DIRECTIONS FOR THIS TASK >>
Output all of the records below word for word, leaving the pictures out.

Entries from a pointing dataset >>
————
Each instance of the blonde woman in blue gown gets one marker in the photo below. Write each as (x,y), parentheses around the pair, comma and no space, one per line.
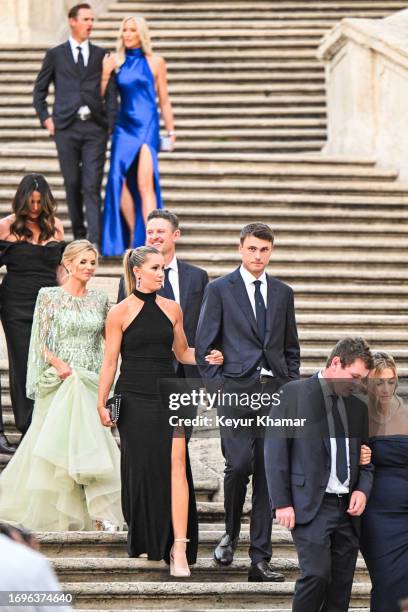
(65,474)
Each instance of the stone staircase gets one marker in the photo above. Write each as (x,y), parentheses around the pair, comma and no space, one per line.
(249,100)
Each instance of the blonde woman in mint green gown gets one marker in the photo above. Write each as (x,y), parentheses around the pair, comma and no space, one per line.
(65,474)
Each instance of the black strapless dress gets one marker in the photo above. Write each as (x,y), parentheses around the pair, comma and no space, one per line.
(384,533)
(29,268)
(146,436)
————
CORRECT RESULT >>
Each instance of the blonde woman in blue gown gets one marker in the photo below. Write each as (x,y), parentheses around the pair, comma and no space, one per line.
(65,474)
Each instance of the stone staircase gets one marker in the photo above. Write each as (x,y), parentheses around the pair, comma and no space, one per line.
(249,100)
Each instance of the blonde woman in mint green gown gets one marker in the photo above. Write each as (x,y), parentheses around the pair, comma and no space, one per line.
(65,474)
Each instance of the black strapless dress gets one marker in the photo above. Write each as (x,y), parentheses around the pair, comma and no space, one per line.
(384,533)
(29,268)
(146,436)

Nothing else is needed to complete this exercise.